**Request A**
Rewrite the records from their first line through the line with "149), (87, 146)]", swapping "bare shoulder" for "exposed shoulder" and leaving everything else unchanged.

**Passage to read**

▼

How to find the mean and variance of minimum of two dependent random variables?

Question

Assume that $X$, $Y$, and $Z$ are identical independent Gaussian random variables. I'd like to compute the mean and variance of $S=\min\{P, Q\}$, where : $$Q=(X-Y)^2$$ and $$P=(X-Z)^2$$ Any help is appreciated.

Answer 1

HINT

$$ \begin{split} 1 - F_S(s) &= 1 - \mathbb{P}[\min\{P,Q\} \le s] \\ &= \mathbb{P}[\min\{P,Q\} > s] \\ &= \mathbb{P}[P > s, Q > s] \\ &= \mathbb{P}[(X-Y)^2 > s, (X-Z)^2 > s] \end{split} $$ which is a triple integral over the correct domain of $(X,Y,Z)$... can you finish it?

▲

**Given entries**
▼

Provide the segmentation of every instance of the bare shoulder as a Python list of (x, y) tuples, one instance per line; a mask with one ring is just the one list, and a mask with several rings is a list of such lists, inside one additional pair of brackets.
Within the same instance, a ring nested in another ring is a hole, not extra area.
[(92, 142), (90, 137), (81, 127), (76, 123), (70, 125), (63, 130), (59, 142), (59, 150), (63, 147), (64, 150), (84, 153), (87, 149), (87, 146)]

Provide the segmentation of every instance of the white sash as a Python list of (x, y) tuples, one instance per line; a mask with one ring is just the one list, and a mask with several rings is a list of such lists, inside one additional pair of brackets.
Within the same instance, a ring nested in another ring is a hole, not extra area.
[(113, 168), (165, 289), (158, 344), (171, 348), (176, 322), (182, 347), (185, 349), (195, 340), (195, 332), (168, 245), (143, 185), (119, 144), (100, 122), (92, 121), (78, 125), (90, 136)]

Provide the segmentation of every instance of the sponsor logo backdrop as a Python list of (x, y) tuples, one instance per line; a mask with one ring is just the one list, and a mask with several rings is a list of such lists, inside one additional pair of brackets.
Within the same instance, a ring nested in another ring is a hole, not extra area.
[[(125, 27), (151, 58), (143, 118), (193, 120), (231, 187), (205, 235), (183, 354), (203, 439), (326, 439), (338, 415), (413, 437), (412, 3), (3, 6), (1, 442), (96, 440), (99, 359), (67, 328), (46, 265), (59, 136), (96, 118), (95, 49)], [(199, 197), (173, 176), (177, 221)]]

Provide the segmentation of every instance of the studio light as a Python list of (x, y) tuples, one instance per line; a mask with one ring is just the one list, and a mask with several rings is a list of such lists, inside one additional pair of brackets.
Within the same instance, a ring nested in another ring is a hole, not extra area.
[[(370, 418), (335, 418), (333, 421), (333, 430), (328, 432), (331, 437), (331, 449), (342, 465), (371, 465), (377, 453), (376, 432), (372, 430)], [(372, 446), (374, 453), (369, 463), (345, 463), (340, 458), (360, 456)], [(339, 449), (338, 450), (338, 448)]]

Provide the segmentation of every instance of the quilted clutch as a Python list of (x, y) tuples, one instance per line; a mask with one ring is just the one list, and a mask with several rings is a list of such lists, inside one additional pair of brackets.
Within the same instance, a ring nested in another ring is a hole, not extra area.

▲

**Request B**
Retype the thread on the minimum of two dependent random variables from "Assume that $X$, $Y$, and" to "you finish it?".

**Task output A**
Provide the segmentation of every instance of the exposed shoulder as a Python list of (x, y) tuples, one instance per line; a mask with one ring is just the one list, and a mask with several rings is a list of such lists, inside one additional pair of brackets.
Within the same instance, a ring nested in another ring is a hole, not extra area.
[(92, 142), (90, 137), (81, 127), (76, 123), (70, 125), (63, 130), (59, 142), (59, 150), (63, 147), (64, 150), (84, 153), (87, 149), (87, 146)]

**Task output B**
Assume that $X$, $Y$, and $Z$ are identical independent Gaussian random variables. I'd like to compute the mean and variance of $S=\min\{P, Q\}$, where : $$Q=(X-Y)^2$$ and $$P=(X-Z)^2$$ Any help is appreciated.

Answer 1

HINT

$$ \begin{split} 1 - F_S(s) &= 1 - \mathbb{P}[\min\{P,Q\} \le s] \\ &= \mathbb{P}[\min\{P,Q\} > s] \\ &= \mathbb{P}[P > s, Q > s] \\ &= \mathbb{P}[(X-Y)^2 > s, (X-Z)^2 > s] \end{split} $$ which is a triple integral over the correct domain of $(X,Y,Z)$... can you finish it?